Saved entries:
———

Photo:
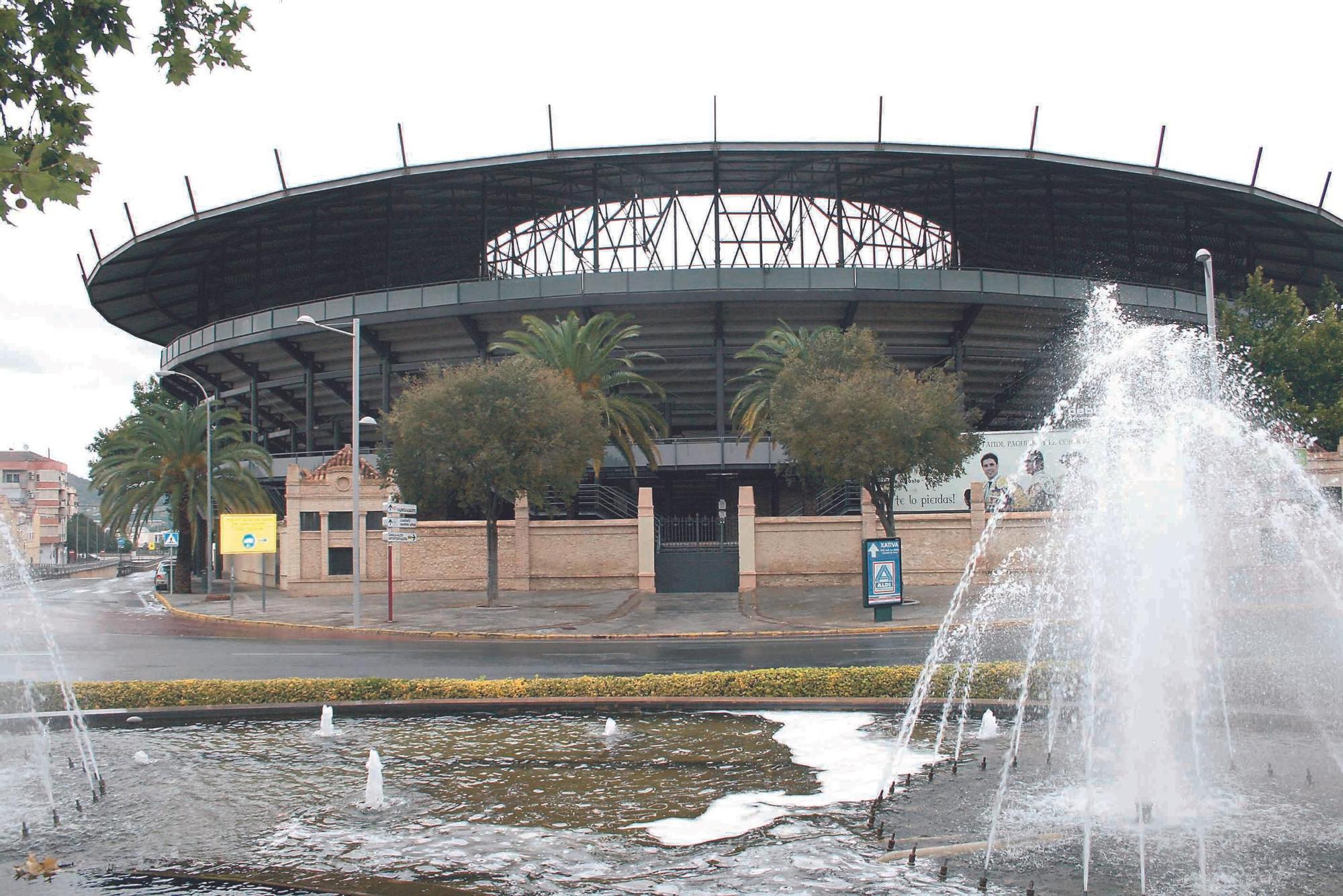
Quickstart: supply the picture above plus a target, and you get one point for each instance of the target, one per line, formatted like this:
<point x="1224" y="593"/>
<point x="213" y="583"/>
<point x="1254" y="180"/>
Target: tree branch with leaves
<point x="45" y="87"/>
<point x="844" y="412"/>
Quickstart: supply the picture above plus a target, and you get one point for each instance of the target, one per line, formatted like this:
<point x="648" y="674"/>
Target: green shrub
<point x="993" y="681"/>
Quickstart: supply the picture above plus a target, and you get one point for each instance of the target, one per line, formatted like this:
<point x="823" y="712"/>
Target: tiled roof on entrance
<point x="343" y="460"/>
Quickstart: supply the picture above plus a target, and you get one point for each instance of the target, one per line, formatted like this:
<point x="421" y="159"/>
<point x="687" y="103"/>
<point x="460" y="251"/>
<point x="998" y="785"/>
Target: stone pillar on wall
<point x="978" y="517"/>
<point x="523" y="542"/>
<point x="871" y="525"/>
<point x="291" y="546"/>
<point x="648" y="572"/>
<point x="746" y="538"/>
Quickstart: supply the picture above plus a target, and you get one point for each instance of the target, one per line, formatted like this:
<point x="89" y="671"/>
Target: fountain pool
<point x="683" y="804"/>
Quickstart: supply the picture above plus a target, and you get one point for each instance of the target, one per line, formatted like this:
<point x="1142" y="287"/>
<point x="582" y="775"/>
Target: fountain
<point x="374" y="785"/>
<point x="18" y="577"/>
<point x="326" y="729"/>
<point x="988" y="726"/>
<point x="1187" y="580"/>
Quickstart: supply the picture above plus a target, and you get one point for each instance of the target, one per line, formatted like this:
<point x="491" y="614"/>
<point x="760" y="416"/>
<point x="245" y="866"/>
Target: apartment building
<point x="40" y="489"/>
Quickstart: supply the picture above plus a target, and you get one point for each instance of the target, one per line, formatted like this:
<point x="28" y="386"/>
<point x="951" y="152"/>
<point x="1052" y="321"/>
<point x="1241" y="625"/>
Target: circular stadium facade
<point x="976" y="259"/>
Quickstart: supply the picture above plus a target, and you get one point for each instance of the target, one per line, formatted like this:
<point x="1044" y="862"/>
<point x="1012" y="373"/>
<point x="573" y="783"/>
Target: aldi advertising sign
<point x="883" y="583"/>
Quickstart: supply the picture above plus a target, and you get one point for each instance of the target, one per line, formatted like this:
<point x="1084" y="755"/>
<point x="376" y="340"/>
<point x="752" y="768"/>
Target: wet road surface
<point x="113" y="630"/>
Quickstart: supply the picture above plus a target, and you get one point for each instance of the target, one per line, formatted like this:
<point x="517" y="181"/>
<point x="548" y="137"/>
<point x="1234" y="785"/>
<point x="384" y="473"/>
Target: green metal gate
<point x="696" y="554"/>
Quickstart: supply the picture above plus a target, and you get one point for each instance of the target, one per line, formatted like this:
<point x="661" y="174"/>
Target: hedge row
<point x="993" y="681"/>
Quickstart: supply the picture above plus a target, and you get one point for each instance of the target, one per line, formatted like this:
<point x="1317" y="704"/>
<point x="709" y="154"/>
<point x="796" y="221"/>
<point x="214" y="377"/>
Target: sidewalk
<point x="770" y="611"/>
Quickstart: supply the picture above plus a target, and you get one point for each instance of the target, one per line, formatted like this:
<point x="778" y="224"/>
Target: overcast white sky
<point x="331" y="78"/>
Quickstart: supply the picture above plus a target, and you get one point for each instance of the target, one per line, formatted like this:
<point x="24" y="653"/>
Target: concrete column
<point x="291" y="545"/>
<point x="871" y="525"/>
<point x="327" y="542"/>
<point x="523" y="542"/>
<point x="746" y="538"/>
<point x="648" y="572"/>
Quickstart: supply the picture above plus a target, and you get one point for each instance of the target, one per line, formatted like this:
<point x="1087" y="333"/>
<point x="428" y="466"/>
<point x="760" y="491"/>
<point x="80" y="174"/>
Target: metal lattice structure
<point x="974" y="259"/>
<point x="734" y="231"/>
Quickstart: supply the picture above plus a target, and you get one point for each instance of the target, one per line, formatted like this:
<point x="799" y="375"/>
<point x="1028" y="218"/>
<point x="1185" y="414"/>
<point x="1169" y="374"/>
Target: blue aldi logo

———

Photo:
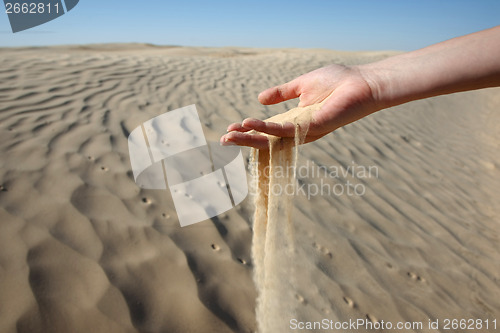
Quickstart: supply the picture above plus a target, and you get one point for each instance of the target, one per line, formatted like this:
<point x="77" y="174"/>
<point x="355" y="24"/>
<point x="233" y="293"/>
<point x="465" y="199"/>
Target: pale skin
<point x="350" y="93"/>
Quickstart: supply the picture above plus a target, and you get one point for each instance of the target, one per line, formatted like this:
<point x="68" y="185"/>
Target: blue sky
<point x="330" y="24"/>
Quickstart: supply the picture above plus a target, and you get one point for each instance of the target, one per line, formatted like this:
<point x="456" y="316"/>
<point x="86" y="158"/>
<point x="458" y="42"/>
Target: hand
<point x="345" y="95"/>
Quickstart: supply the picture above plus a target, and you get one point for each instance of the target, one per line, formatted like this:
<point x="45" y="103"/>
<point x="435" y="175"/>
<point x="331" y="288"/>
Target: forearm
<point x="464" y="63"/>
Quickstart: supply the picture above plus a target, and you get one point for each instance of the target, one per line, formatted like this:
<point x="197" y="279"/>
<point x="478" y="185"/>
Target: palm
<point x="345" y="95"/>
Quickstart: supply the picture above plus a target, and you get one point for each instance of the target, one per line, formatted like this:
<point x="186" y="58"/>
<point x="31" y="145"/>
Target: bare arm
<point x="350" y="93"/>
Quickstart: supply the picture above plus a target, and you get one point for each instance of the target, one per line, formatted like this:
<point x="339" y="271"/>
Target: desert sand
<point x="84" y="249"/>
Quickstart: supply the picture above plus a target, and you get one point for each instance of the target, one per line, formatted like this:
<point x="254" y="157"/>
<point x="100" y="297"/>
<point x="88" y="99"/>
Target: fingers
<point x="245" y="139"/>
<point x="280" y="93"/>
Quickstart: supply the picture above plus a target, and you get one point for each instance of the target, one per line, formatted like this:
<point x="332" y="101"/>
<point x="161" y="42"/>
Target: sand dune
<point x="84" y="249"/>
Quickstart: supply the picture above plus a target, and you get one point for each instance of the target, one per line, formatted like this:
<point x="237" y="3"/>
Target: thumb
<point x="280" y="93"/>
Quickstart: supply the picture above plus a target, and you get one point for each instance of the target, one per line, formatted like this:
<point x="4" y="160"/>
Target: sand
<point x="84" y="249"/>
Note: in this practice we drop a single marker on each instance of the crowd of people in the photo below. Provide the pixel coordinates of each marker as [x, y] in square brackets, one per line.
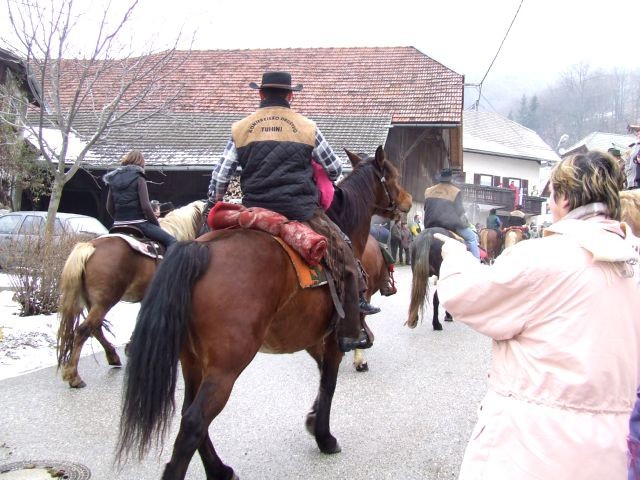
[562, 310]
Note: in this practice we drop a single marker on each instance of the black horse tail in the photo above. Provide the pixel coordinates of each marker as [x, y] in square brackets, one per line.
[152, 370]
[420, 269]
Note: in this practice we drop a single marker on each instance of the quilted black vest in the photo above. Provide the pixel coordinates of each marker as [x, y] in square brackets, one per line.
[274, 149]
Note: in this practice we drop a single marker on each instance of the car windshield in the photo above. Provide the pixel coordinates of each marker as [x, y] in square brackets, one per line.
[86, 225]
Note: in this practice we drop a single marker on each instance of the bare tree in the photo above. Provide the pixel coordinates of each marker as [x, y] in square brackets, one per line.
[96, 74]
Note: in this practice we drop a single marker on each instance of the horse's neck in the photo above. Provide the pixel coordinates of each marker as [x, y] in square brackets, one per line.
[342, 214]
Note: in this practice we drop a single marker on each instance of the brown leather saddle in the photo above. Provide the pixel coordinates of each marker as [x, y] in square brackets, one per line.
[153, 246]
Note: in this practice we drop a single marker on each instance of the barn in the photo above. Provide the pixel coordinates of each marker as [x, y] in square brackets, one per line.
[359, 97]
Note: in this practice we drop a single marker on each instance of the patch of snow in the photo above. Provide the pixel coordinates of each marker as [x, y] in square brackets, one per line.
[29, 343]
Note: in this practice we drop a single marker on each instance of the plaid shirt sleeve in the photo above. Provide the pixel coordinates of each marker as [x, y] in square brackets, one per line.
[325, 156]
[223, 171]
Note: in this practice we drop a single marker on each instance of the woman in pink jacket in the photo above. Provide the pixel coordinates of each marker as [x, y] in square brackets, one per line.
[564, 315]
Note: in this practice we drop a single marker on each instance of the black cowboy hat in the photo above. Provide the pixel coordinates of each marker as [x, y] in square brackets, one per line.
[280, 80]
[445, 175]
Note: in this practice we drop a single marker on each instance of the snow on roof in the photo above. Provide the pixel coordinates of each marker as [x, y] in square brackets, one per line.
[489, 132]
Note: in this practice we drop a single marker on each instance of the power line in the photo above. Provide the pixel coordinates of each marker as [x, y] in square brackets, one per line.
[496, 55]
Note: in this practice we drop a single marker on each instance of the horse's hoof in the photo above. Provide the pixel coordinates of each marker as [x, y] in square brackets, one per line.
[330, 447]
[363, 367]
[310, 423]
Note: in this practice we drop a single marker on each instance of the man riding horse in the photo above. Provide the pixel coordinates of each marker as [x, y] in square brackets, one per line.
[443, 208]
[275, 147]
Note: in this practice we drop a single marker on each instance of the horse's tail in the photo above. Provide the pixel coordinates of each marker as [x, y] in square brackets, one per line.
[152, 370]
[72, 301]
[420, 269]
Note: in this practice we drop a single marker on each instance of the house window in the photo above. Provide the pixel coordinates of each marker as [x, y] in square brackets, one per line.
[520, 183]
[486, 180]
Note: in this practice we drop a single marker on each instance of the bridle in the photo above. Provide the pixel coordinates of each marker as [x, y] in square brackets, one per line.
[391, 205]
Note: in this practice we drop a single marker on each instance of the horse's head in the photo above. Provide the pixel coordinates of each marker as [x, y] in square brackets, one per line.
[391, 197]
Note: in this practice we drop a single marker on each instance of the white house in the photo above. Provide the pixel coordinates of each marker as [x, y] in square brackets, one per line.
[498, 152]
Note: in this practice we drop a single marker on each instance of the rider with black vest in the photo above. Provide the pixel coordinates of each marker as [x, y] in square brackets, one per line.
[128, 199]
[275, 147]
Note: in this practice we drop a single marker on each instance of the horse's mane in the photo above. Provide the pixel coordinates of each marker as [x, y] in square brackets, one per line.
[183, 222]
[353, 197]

———

• [What this task involves]:
Only the lines above from the line with "Target: overcast white sky" to the line with "Target: blue aldi logo", those two lines included, should be reproduced exactly.

• [Solution]:
Target: overcast white sky
<point x="331" y="78"/>
Quickstart: supply the picture above plus a target, and you get one point for each instance of the target, one per line, formatted like this:
<point x="24" y="653"/>
Target: concrete column
<point x="291" y="545"/>
<point x="871" y="525"/>
<point x="327" y="542"/>
<point x="523" y="542"/>
<point x="746" y="538"/>
<point x="648" y="572"/>
Quickstart: supply the picture above plus a target, and you get one point for each instance of the target, one per line, formatted like this:
<point x="1087" y="333"/>
<point x="428" y="466"/>
<point x="760" y="491"/>
<point x="80" y="174"/>
Target: metal lattice structure
<point x="974" y="259"/>
<point x="734" y="231"/>
Quickstart: supply the picture above plus a target, and you get one point for each instance of the target, one per line, formatted like this:
<point x="799" y="375"/>
<point x="1028" y="218"/>
<point x="1185" y="414"/>
<point x="1169" y="374"/>
Target: blue aldi logo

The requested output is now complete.